__LIST OF TASKS__
A - According to the editorial on the stem-cell executive order, on what date was the order issued?
B - Continue the editorial on the stem-cell executive order from its last sentence.

A steady lament from American biologists is that the human embryonic stem-cell lines that they can work on using federal research money are too old, and too few in number. But researchers will draw scant comfort from a White House executive order, issued on 20 June, that could sharply increase the number of cell lines on the Human Embryonic Stem Cell Registry — the list of cell lines that can be studied with support from the National Institutes of Health (NIH).

The executive order was issued by President Bush on the same day that he vetoed legislation that would have permitted funding to be used on research with additional embryonic stem-cell lines. It will replace the word 'embyronic' with 'pluripotent' in the registry's name, and thus add adult stem-cell lines to the registry — even though these are already eligible for federal funds. This political sleight of hand seems intended to increase the number of cell lines listed without adding new lines of embryonic cells.

For this to happen, senior NIH officials must now waste time trying to establish unarguable criteria that will affirm a cell line as pluripotent (see http://www.nature.com/stemcells). By the end of this month, they are expected to release an application form for researchers wishing to add new, non-embryonic lines to the list.

Pluripotency — which basically means that a cell can grow into any sort of body cell — is commonly evaluated in mouse cells by mixing candidate cells into mouse embryos and observing their subsequent development. But equivalent experiments cannot be ethically conducted with human cells, leaving no robust method for confirming their pluripotency. Indeed, pluripotency has yet to be formally proved in human cells in vitro — including in embryonic cells. There is also currently no way to prove that cells derived from embryonic and non-embryonic sources have equivalent capabilities to generate the specialized cells that could be useful in drug discovery and cell therapy.

The executive order calls for the thorough cataloguing of stem cells derived in what it calls “ethically responsible ways” — meaning, in the White House's parlance, that they are derived without creating, harming or destroying an embryo. The order further calls for the prioritization of new grants to study these lines. But no additional money is being allocated for this work, meaning that it can only proceed at the expense of other research supported by the NIH.

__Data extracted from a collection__
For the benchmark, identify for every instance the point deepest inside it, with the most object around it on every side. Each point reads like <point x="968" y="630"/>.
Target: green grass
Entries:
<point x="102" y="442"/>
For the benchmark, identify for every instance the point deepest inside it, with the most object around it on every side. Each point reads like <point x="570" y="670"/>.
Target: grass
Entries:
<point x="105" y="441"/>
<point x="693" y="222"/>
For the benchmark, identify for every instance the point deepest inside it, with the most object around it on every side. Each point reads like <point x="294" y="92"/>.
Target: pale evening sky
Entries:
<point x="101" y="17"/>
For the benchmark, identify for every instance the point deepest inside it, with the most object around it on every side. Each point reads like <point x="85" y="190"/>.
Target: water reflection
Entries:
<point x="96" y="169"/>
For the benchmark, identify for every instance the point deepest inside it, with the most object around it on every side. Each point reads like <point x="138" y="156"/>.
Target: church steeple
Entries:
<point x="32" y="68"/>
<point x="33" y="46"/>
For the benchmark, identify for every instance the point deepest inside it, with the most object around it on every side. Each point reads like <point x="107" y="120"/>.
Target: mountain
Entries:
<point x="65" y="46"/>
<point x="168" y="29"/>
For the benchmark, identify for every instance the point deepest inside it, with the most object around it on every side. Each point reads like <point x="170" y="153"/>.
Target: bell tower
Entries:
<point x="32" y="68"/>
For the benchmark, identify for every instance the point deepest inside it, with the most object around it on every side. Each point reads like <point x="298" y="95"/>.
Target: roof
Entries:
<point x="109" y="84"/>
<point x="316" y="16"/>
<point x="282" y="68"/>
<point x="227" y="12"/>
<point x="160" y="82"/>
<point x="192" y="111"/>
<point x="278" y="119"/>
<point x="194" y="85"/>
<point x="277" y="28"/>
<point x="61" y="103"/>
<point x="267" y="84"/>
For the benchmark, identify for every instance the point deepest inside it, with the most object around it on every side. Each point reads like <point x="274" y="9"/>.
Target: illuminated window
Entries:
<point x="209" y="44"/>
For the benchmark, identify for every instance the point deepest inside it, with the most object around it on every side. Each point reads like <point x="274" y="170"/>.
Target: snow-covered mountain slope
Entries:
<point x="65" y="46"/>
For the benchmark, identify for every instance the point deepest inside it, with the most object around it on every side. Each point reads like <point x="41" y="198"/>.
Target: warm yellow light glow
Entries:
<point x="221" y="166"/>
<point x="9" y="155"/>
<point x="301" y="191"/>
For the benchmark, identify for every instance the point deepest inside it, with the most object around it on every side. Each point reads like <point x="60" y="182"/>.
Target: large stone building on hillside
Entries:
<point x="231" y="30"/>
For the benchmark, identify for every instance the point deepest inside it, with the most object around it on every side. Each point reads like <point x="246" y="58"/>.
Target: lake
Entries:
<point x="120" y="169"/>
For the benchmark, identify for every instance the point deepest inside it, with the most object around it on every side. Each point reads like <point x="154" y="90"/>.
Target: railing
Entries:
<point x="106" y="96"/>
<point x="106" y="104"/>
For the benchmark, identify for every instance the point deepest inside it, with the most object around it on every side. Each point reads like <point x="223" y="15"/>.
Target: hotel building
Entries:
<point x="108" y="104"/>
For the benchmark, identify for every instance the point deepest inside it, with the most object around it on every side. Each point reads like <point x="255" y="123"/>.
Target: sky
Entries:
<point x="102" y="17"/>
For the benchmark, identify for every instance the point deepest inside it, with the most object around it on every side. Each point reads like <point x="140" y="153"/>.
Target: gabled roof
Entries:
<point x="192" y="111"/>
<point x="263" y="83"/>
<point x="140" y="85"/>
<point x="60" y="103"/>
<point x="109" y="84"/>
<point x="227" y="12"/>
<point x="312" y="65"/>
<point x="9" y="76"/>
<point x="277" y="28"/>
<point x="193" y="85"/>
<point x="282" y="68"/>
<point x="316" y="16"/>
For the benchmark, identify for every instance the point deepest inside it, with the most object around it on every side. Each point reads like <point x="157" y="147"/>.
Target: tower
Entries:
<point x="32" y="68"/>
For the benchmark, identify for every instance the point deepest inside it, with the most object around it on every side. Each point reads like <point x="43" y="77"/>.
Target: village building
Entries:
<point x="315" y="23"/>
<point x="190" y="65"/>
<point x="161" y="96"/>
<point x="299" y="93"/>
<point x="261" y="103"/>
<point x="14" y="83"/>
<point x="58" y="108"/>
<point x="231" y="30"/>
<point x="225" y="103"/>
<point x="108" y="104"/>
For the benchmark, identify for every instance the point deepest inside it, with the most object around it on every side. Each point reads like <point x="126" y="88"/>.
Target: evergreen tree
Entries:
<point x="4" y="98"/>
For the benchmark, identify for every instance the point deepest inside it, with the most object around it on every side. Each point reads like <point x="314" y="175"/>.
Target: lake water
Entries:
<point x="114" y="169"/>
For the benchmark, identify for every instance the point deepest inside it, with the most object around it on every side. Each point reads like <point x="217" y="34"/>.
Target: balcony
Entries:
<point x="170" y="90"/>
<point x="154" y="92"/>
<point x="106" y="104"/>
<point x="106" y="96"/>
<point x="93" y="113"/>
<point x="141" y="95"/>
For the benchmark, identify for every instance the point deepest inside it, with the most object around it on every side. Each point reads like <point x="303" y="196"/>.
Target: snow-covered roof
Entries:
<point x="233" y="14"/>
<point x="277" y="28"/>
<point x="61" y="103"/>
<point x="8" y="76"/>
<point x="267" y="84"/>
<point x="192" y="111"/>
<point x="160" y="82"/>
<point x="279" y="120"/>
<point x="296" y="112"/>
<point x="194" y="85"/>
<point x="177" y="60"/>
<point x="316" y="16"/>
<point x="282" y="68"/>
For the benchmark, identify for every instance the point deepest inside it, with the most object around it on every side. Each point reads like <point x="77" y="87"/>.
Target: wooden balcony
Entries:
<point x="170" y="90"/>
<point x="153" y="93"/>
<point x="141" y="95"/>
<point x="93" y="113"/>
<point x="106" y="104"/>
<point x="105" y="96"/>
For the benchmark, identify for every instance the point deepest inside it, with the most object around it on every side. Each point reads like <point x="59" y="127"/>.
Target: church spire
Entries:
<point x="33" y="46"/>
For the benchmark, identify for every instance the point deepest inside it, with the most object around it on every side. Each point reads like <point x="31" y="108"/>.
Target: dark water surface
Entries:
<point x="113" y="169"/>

__ANSWERS TO THIS EXERCISE__
A - 20 June

B -
Flexible cells from non-embryonic sources do offer exciting possibilities: perhaps adult human cells can be reprogrammed, and cells from the testis and amniotic fluid can be coaxed into an array of functioning tissues. If such cells can be derived from individual patients with diseases, these non-embryonic sources could be of great value. But this value is more likely to be unleashed if they are studied alongside embryonic stem cells, rather than in their place.

On 9 August 2001, when Bush first announced his restriction of federal research funding to embryonic stem-cell lines already derived by that date, his officials suggested that researchers would be able to work with about 60 lines. But the true number has turned out to be about 20, of which only a dozen are commonly used. NIH director Elias Zerhouni told a Senate committee back in March that the range of embryonic stem cells currently available to US researchers is insufficient, and is hampering scientific innovation and biomedical research.

The NIH has been obliged by law to come up with a plan for implementing the executive order. It will no doubt make the best of a difficult situation, and come up with some criteria for pluripotency. It is regrettable that one of the world's leading research agencies should be required to make avowedly scientific distinctions along lines drawn up to suit the administration's political requirements.